== Extract provided ==
I haven't been a disney fan for a while, because their lobbyists are arguably the primary reason copyright terms have been extended to such absurd lengths: they want complete control of the mouse.

Steamboat Willie was created in 1928. It won't enter public domain until 2024 (assuming Disney isn't successful in extending copyright yet again...)

Disney raided the public domain to build it's animated films empire, then pulled up the drawbridge to the magic kingdom behind themselves.


Disney isn’t pursuing copyright extensions again, specifically because people noticed.

How does that make you feel?


"I'll believe it when I see it"


Cautiously optimistic


That their behavior is tied to people noticing what they're up to?


Isn't that true of a lot of people and companies?


Yea, just not the ones we should want to support.

Accepting that there are bad actors and actively supporting them are 2 different activities.


I am skeptical that they won't push for additional extensions, but will be happy if they don't.


Steam boat willy doesn't bring in any $$$. When one of the early classics that still sells (Bambi, snow white, etc) comes up please believe an extension is right around the corner


I agree with you that they will want an extension before Bambi, but Steamboat Willie does bring in money. When it goes public domain so does the original Micky and Minnie Mouse. In 2025 you could produce a non-Disney Micky Mouse movie.

And they do sell steamboat merch, or have in the recent past:

https://www.lego.com/en-nz/product/steamboat-willie-21317

I don't see it going into the public domain. Steamboat Willie should have entered public domain in 1956 and Disney keeps winning.
===
== Supplied entries ==
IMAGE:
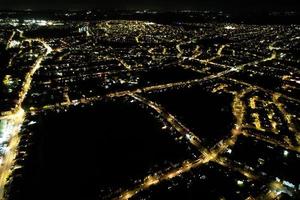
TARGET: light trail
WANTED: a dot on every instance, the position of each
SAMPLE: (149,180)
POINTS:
(15,117)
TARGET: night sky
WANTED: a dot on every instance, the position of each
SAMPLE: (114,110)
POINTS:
(154,4)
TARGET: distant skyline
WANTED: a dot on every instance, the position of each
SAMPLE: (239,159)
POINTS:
(234,5)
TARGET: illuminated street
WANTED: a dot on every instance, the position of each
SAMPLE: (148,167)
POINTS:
(146,108)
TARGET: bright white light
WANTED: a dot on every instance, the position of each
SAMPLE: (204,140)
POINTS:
(229,27)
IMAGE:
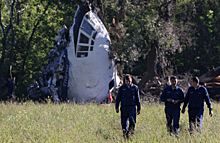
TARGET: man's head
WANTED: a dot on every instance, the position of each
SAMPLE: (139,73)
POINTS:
(195,82)
(173,80)
(128,79)
(9,78)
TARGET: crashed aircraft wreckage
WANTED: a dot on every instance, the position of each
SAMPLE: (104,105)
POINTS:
(82,66)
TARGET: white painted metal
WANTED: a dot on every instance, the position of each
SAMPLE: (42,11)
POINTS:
(90,73)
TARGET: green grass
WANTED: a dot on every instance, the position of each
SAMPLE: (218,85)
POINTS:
(94,123)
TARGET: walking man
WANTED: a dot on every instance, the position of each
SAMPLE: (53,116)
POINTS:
(195,97)
(167,82)
(172,96)
(128,95)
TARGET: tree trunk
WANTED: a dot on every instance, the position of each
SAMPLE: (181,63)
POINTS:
(151,65)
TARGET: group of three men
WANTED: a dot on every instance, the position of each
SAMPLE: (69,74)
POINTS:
(173,96)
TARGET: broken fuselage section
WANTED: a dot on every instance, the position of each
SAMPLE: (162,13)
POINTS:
(88,72)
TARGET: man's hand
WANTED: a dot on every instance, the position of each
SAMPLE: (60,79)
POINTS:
(175,101)
(210,113)
(117,111)
(183,111)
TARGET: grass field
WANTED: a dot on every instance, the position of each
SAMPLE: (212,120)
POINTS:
(94,123)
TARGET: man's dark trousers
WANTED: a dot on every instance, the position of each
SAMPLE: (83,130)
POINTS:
(128,113)
(172,114)
(195,115)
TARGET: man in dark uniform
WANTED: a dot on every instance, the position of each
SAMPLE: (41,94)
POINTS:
(128,95)
(195,96)
(9,85)
(172,96)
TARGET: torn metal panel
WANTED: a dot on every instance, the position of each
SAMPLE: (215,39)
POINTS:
(81,67)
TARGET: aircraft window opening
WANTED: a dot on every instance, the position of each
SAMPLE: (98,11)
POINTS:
(82,54)
(111,84)
(83,38)
(92,43)
(83,48)
(94,35)
(87,27)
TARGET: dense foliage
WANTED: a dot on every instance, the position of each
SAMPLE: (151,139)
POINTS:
(149,38)
(77,123)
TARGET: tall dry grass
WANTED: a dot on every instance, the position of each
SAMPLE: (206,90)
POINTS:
(94,123)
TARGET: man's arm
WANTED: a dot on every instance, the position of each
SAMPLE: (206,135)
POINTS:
(7,84)
(207,100)
(181,100)
(118,100)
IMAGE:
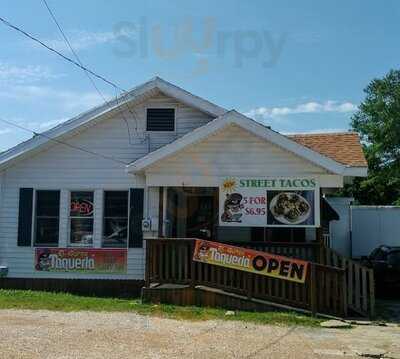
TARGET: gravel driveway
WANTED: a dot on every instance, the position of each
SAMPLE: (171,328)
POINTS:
(44,334)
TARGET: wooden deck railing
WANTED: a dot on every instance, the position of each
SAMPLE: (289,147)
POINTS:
(359,279)
(170,261)
(308,251)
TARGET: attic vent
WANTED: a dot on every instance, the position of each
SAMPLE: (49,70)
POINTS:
(160,119)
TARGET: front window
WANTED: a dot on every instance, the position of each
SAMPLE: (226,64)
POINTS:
(47,217)
(115,227)
(81,218)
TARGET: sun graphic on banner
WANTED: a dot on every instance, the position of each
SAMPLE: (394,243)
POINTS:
(229,185)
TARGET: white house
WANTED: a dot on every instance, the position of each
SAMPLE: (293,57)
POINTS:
(73,199)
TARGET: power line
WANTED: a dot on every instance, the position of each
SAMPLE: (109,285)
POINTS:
(88,75)
(82,66)
(77,63)
(7,23)
(64,143)
(72,50)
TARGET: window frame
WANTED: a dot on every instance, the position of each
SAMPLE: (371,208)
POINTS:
(160,106)
(104,217)
(34,219)
(75,245)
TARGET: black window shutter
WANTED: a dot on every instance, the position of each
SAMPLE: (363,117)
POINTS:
(25,217)
(136,217)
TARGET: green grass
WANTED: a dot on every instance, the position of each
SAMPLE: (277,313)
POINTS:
(23,299)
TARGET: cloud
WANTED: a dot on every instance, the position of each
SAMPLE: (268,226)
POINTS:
(81,40)
(261,113)
(24,74)
(64,99)
(5,131)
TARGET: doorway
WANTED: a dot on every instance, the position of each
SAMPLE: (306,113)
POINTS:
(192,212)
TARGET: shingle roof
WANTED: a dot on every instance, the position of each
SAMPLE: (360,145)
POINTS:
(343,147)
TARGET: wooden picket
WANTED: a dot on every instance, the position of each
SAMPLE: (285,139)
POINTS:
(323,292)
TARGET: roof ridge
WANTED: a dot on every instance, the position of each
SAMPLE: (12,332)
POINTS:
(322,134)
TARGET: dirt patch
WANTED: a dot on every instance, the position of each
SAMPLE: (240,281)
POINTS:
(44,334)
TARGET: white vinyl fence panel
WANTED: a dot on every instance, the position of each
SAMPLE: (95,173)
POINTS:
(373,226)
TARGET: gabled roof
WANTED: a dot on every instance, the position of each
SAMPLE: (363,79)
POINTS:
(98,113)
(343,147)
(235,118)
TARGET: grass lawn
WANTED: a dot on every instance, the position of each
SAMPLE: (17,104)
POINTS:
(24,299)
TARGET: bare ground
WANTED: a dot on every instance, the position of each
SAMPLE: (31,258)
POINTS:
(45,334)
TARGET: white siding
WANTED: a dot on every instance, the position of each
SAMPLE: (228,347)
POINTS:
(233,152)
(64,168)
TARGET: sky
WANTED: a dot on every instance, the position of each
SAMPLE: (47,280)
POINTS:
(295,66)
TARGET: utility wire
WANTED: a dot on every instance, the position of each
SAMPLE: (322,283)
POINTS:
(84,68)
(64,143)
(76,63)
(72,50)
(7,23)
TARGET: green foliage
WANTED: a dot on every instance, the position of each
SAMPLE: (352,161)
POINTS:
(25,299)
(378,123)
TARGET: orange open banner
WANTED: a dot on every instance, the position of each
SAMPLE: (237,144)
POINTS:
(249,260)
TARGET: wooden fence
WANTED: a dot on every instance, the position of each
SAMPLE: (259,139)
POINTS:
(359,279)
(170,261)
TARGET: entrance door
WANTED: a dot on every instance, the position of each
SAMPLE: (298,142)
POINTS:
(193,212)
(200,222)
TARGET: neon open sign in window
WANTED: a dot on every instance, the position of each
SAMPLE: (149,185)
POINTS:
(81,207)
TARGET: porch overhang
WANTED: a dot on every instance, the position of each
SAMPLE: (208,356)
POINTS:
(232,118)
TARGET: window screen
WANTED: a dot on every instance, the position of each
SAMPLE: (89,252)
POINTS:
(160,119)
(115,227)
(47,218)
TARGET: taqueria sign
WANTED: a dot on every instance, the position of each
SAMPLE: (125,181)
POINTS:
(85,260)
(269,202)
(249,260)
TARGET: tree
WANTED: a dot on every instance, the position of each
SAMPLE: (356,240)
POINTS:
(378,123)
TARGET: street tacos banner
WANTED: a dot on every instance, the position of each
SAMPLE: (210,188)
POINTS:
(84,260)
(269,202)
(249,260)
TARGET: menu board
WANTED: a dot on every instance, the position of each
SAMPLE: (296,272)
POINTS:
(269,202)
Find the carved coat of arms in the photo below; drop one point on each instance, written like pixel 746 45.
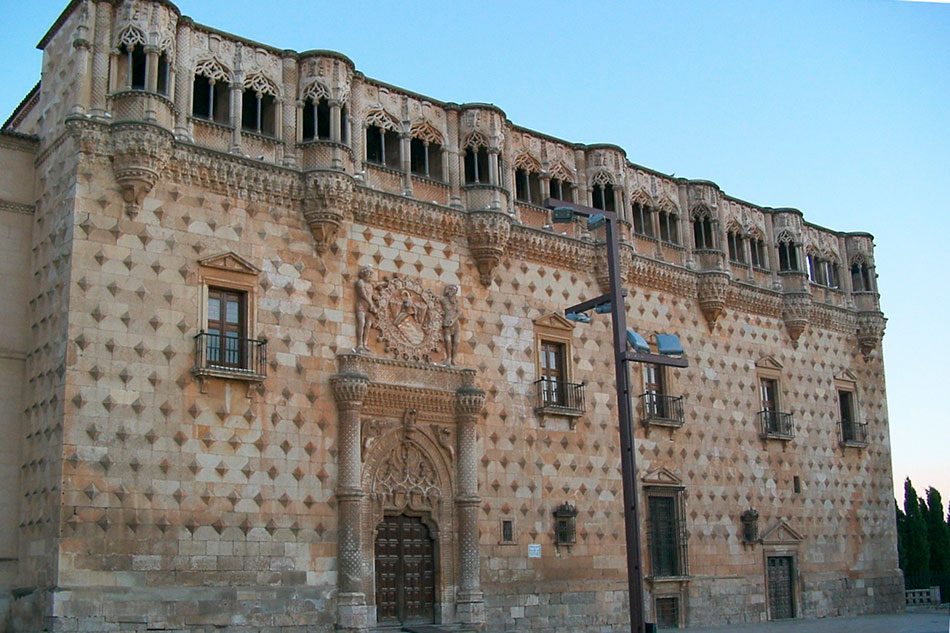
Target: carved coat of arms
pixel 409 318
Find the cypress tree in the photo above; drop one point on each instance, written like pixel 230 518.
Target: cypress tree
pixel 938 534
pixel 917 547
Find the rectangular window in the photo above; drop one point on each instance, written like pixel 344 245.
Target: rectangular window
pixel 664 536
pixel 668 230
pixel 553 373
pixel 507 531
pixel 736 248
pixel 226 344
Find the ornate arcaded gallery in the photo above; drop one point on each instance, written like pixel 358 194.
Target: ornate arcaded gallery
pixel 283 346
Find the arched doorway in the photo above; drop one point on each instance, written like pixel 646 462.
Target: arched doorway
pixel 405 571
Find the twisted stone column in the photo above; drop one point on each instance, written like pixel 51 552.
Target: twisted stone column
pixel 349 389
pixel 469 603
pixel 100 58
pixel 183 79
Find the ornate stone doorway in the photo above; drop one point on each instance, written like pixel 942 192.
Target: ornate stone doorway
pixel 781 599
pixel 405 571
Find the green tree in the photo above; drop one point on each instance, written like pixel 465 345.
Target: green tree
pixel 916 546
pixel 938 534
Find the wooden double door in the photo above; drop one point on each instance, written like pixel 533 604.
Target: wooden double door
pixel 405 571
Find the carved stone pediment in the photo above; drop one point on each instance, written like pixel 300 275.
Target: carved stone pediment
pixel 662 476
pixel 409 318
pixel 781 534
pixel 230 261
pixel 768 362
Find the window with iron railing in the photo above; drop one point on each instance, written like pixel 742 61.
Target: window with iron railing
pixel 666 532
pixel 657 405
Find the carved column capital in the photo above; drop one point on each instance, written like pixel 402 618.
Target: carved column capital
pixel 327 196
pixel 349 390
pixel 488 233
pixel 713 290
pixel 469 402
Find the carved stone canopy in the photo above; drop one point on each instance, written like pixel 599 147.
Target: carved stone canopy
pixel 408 318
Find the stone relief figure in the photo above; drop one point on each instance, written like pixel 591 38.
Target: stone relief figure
pixel 365 307
pixel 450 323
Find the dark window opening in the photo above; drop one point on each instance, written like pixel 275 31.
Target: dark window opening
pixel 425 159
pixel 668 227
pixel 135 67
pixel 210 100
pixel 787 256
pixel 507 532
pixel 703 233
pixel 667 612
pixel 163 70
pixel 553 373
pixel 664 536
pixel 561 190
pixel 736 247
pixel 757 248
pixel 226 328
pixel 259 112
pixel 861 278
pixel 476 165
pixel 316 119
pixel 603 197
pixel 375 147
pixel 642 219
pixel 527 186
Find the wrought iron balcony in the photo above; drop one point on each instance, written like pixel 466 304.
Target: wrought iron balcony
pixel 555 397
pixel 661 409
pixel 853 433
pixel 776 424
pixel 230 357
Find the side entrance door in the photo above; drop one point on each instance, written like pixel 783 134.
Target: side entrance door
pixel 781 598
pixel 405 571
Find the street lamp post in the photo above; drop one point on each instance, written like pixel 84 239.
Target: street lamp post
pixel 564 212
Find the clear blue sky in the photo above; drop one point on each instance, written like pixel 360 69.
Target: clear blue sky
pixel 840 108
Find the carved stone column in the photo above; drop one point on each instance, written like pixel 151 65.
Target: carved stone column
pixel 183 80
pixel 469 601
pixel 236 95
pixel 289 107
pixel 349 389
pixel 100 58
pixel 488 233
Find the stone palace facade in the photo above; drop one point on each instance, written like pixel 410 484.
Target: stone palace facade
pixel 283 348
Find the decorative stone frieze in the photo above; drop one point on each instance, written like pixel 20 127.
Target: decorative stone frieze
pixel 488 233
pixel 327 196
pixel 713 292
pixel 140 153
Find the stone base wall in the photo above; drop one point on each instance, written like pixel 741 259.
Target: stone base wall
pixel 523 608
pixel 182 608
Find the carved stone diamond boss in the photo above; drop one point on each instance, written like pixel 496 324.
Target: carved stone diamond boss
pixel 411 320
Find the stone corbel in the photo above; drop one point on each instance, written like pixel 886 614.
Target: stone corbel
pixel 488 233
pixel 713 290
pixel 796 312
pixel 140 153
pixel 870 331
pixel 328 195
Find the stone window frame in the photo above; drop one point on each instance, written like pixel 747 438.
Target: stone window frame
pixel 768 368
pixel 230 272
pixel 554 328
pixel 847 382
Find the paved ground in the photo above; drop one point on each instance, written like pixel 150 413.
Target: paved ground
pixel 917 621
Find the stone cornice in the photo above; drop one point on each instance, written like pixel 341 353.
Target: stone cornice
pixel 16 207
pixel 237 176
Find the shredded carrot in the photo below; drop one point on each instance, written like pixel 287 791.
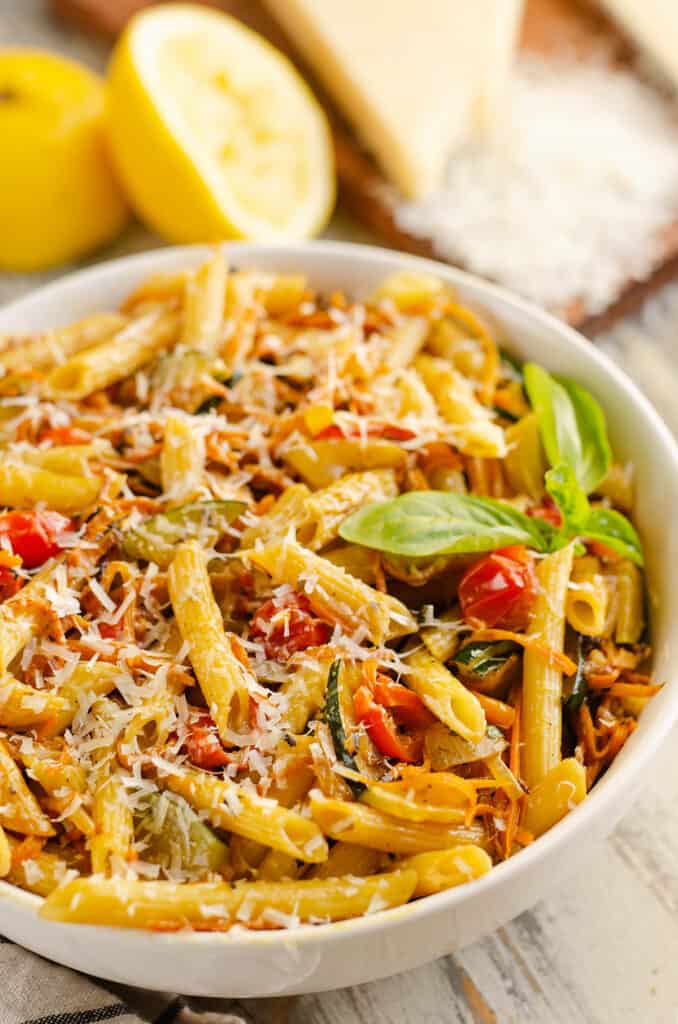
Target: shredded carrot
pixel 554 657
pixel 634 689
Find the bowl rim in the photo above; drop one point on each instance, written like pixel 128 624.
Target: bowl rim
pixel 646 741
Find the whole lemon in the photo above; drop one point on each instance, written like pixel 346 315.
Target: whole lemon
pixel 58 197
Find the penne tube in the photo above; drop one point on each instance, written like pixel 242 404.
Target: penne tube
pixel 62 779
pixel 112 843
pixel 230 807
pixel 84 685
pixel 19 811
pixel 181 461
pixel 113 360
pixel 445 695
pixel 70 459
pixel 557 794
pixel 363 825
pixel 474 432
pixel 24 486
pixel 344 858
pixel 442 639
pixel 322 463
pixel 304 689
pixel 5 854
pixel 325 509
pixel 204 301
pixel 586 603
pixel 287 513
pixel 630 615
pixel 121 903
pixel 542 679
pixel 23 707
pixel 335 594
pixel 40 872
pixel 222 677
pixel 442 869
pixel 23 616
pixel 52 347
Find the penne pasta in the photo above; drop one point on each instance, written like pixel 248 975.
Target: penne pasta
pixel 586 603
pixel 231 807
pixel 181 461
pixel 112 360
pixel 204 302
pixel 445 695
pixel 289 585
pixel 542 680
pixel 363 825
pixel 442 869
pixel 557 794
pixel 630 601
pixel 222 677
pixel 216 905
pixel 333 592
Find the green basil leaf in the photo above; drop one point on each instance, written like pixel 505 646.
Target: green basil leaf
pixel 423 523
pixel 481 657
pixel 615 530
pixel 562 486
pixel 571 425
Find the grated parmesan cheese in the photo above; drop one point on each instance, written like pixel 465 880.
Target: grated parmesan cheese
pixel 574 205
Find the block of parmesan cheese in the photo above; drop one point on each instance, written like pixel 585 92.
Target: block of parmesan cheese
pixel 653 26
pixel 413 77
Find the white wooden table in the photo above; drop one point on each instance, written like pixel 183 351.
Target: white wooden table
pixel 603 948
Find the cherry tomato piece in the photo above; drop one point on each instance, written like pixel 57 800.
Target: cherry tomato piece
pixel 287 625
pixel 500 589
pixel 34 536
pixel 203 744
pixel 383 731
pixel 407 707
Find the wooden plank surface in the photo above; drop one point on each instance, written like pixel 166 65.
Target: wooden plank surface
pixel 549 27
pixel 602 948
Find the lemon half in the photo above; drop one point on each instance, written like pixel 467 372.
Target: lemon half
pixel 58 198
pixel 213 131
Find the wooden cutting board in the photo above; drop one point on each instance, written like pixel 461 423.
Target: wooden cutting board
pixel 549 26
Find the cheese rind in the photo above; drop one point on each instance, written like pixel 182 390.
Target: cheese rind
pixel 653 26
pixel 413 78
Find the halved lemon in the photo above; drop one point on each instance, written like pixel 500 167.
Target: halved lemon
pixel 213 131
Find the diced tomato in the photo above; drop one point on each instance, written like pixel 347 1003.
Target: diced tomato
pixel 287 625
pixel 390 431
pixel 203 744
pixel 500 589
pixel 66 435
pixel 383 730
pixel 112 631
pixel 10 584
pixel 407 707
pixel 34 536
pixel 548 511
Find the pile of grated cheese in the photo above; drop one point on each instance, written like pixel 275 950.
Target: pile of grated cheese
pixel 573 204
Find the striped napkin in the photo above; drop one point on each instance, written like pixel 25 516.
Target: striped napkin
pixel 35 991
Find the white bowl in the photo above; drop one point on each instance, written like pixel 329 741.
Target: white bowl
pixel 314 958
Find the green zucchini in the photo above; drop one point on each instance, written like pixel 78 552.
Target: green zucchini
pixel 485 665
pixel 335 715
pixel 156 539
pixel 176 837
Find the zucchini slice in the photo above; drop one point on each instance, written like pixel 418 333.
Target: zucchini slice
pixel 156 539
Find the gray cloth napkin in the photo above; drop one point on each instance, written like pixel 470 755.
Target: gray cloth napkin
pixel 35 991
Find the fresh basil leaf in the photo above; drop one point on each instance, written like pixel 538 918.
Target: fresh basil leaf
pixel 423 523
pixel 615 530
pixel 571 425
pixel 573 504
===
Required task A | Decide whether each statement agrees with the discussion of Disney and copyright. For each, answer yes or no and quote the deciding words: (i) Steamboat Willie was created in 1928. (ii) The text states that Disney is pursuing copyright extensions again. (iii) A link is offered to show that Steamboat Willie merchandise has been sold.
Required task B | Copy lines from the records, beginning at the line that contains "Find the block" and stopping after the line that contains "pixel 549 26".

Worked solution A |
(i) Yes: "Steamboat Willie was created in 1928."
(ii) No: "Disney isn’t pursuing copyright extensions again, specifically because people noticed."
(iii) Yes: "And they do sell steamboat merch, or have in the recent past:"

Worked solution B |
Find the block of parmesan cheese in the photo above; drop one point on each instance, written like pixel 585 92.
Target: block of parmesan cheese
pixel 653 26
pixel 413 77
Find the white wooden table in the photo above; drop one point on each instance, written like pixel 183 351.
Target: white wooden table
pixel 603 948
Find the cherry tomato piece in the photo above; drop one point on each instance, written like pixel 57 800.
Target: cherry tomato piece
pixel 287 625
pixel 500 589
pixel 34 536
pixel 203 744
pixel 383 731
pixel 407 707
Find the wooden plank surface in the photo above; drop one point on each instance, written like pixel 166 65.
Target: wooden plank surface
pixel 549 27
pixel 602 948
Find the lemon half in the photo above; drop one point on each instance, written like pixel 467 372.
Target: lemon half
pixel 58 198
pixel 213 131
Find the wooden cutting board in the photo above; drop one point on each instance, written like pixel 461 423.
Target: wooden cutting board
pixel 549 26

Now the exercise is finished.